Problem to solve.
Copy each line of the listing below that contains the word "negative".

(Stored records)
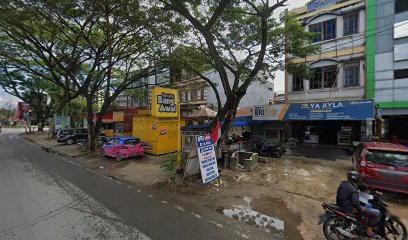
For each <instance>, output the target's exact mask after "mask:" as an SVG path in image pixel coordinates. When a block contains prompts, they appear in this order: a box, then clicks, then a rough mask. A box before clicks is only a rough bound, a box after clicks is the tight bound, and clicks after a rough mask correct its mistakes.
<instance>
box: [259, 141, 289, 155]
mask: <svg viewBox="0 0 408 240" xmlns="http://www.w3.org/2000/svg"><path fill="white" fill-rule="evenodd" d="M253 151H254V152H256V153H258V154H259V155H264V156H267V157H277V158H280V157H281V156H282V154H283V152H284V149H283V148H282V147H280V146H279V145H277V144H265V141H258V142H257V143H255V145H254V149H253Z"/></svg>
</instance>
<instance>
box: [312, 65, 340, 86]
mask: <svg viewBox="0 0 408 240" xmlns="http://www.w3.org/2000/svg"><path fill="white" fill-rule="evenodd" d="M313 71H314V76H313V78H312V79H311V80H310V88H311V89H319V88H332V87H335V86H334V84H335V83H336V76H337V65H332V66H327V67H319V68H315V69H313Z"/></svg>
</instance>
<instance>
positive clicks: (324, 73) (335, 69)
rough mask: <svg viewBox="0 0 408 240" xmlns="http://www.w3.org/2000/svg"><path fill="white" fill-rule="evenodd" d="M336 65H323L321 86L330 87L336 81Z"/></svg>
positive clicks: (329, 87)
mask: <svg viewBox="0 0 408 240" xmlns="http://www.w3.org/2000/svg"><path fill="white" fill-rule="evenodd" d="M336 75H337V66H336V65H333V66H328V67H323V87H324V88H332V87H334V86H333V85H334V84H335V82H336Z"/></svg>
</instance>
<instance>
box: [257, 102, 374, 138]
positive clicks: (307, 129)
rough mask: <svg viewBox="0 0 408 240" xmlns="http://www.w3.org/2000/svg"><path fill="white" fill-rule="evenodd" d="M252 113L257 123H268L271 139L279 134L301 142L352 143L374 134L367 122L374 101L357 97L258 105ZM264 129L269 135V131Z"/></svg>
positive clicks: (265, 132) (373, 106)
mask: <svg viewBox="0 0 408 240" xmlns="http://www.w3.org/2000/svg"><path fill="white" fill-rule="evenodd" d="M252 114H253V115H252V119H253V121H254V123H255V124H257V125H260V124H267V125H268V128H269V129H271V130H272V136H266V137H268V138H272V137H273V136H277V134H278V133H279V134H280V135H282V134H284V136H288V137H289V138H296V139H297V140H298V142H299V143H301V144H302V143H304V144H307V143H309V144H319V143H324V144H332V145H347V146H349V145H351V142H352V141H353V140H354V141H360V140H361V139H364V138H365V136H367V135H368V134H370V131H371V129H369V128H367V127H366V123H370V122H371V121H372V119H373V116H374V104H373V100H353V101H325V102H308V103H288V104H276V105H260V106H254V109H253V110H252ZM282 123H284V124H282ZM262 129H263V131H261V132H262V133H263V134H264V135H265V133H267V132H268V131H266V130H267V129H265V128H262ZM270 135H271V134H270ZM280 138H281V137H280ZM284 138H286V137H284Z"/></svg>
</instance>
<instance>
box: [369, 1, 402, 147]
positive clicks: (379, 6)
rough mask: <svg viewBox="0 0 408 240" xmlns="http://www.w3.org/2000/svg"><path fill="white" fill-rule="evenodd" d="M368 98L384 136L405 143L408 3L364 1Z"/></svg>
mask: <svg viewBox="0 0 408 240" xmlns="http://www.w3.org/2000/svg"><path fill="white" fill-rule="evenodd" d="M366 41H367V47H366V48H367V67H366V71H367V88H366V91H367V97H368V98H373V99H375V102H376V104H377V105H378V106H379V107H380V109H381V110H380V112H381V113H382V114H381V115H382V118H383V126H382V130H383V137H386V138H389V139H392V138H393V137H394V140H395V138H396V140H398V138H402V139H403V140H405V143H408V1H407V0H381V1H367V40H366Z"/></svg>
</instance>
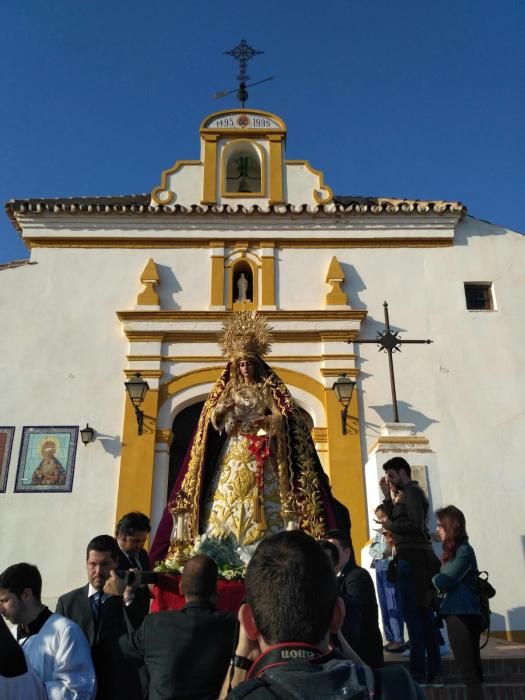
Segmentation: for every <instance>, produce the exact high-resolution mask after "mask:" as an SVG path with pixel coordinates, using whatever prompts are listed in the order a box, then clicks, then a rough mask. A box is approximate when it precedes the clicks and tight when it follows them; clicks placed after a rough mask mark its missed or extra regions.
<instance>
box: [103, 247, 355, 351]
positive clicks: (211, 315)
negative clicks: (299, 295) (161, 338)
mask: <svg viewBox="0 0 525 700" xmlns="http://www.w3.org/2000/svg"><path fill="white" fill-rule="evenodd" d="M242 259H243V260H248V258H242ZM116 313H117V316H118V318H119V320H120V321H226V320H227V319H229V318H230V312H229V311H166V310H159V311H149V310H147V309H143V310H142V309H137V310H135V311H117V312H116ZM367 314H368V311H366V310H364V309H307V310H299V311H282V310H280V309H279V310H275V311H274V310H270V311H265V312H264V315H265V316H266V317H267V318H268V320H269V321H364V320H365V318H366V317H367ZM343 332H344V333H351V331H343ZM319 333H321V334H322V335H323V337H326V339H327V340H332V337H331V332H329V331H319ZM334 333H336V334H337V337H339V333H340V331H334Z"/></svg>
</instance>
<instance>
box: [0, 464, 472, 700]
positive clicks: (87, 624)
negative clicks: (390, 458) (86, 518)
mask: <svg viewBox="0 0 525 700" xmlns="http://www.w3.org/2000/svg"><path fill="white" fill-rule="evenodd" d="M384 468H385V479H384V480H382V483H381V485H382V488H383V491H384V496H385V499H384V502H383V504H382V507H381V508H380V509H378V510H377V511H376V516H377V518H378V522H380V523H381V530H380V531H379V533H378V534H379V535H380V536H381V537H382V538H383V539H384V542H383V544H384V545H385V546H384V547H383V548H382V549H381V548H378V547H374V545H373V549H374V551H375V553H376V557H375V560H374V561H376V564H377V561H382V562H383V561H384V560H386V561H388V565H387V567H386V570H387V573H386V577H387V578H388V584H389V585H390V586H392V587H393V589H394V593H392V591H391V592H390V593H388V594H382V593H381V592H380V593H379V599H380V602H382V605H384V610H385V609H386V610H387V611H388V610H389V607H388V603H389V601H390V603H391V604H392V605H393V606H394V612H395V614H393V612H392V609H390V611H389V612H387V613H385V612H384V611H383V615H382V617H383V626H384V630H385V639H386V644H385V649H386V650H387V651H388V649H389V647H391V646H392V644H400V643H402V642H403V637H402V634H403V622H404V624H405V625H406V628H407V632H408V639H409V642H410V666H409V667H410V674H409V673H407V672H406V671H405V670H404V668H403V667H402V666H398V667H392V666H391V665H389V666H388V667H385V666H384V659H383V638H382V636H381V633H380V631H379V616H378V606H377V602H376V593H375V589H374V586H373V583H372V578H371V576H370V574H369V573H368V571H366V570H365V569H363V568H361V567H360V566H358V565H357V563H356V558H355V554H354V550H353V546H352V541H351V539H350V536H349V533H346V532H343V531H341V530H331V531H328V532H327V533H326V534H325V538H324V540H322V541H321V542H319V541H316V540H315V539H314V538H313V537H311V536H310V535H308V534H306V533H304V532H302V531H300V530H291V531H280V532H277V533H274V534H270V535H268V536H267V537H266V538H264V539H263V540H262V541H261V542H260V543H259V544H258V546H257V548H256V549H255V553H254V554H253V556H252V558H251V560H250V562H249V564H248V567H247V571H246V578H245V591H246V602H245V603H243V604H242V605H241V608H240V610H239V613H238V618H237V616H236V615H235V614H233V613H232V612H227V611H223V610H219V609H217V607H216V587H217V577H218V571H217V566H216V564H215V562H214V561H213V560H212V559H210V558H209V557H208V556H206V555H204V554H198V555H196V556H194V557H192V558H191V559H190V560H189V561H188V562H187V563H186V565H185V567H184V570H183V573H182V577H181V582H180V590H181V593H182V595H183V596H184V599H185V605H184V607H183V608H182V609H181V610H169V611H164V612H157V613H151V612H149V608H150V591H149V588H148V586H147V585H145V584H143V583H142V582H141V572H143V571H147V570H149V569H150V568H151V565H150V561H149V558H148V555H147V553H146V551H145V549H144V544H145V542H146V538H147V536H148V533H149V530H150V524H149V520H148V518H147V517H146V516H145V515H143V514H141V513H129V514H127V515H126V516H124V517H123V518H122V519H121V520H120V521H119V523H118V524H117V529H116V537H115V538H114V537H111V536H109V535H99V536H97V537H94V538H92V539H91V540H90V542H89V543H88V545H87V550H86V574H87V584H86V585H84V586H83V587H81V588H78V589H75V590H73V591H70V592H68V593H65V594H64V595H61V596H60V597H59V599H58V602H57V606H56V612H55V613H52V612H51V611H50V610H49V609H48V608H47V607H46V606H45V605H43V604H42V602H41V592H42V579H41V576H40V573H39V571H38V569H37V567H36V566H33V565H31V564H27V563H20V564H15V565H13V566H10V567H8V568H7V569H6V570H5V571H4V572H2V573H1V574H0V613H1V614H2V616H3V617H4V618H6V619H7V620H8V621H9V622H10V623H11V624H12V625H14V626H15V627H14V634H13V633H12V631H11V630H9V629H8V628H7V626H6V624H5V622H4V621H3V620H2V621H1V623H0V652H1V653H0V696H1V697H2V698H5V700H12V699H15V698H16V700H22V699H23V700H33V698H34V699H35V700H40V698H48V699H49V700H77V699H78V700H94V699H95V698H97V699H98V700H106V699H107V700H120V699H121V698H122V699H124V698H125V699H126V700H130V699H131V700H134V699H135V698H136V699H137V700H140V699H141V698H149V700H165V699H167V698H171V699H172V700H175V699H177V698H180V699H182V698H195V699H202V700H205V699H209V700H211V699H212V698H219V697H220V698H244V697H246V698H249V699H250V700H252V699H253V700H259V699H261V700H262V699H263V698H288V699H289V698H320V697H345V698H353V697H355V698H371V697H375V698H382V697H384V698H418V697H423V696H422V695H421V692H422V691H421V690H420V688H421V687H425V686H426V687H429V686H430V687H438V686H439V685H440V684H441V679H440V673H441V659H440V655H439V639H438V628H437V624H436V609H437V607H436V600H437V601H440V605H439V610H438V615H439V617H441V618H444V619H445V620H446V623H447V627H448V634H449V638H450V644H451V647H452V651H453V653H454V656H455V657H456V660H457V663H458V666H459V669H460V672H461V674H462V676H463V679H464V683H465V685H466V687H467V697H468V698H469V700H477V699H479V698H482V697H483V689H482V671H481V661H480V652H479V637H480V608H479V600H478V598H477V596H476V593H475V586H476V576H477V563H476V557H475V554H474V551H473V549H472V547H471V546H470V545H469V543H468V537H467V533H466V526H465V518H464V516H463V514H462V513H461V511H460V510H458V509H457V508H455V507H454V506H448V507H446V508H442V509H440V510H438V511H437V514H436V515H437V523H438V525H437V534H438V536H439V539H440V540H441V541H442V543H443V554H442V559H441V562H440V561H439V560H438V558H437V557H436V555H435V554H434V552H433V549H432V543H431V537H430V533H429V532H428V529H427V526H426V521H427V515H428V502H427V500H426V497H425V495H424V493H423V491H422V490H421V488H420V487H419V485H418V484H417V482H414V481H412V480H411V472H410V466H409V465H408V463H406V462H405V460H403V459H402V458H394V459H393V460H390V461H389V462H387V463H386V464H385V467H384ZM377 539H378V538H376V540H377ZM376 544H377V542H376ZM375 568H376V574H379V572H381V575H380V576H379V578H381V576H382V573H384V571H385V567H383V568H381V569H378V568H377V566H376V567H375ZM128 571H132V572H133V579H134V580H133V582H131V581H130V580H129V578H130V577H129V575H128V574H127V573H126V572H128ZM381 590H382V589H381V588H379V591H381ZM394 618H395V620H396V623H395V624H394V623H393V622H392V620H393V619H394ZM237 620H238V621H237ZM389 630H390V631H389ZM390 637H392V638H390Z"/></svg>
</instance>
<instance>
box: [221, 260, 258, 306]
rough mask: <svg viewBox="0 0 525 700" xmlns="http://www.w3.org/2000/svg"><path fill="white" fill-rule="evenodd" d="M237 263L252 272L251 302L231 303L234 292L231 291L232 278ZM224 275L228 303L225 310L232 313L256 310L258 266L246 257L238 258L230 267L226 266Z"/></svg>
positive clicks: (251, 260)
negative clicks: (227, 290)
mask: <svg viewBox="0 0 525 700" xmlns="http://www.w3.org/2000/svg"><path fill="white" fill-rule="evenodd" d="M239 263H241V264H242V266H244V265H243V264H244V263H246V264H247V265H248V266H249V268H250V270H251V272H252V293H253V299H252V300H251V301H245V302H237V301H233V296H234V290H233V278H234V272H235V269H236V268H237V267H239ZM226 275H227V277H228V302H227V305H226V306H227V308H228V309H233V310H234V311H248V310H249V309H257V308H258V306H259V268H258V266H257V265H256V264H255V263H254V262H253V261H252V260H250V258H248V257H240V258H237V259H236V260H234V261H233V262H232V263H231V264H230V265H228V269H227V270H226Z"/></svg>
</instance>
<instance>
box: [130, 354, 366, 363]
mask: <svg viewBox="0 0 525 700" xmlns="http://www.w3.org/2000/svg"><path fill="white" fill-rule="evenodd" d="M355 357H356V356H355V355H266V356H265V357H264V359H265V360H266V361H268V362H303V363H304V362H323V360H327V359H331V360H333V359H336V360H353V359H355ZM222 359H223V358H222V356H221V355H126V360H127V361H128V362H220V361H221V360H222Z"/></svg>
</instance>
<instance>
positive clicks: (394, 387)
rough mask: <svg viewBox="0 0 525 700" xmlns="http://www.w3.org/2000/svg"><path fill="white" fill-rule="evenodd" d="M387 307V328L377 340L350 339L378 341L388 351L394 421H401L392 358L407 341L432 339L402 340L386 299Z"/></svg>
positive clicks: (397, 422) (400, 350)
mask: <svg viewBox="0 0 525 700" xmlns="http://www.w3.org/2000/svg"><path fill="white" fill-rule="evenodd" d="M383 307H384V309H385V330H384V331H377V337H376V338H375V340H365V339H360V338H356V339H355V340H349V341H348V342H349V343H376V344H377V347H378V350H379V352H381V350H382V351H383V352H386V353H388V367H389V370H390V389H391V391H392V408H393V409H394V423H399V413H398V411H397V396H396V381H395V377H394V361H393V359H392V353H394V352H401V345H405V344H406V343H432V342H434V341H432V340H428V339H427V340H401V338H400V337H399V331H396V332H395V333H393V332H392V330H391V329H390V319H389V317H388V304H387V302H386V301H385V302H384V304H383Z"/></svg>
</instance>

Answer section.
negative clicks: (299, 295) (161, 338)
negative clicks: (390, 458) (86, 518)
negative clicks: (227, 290)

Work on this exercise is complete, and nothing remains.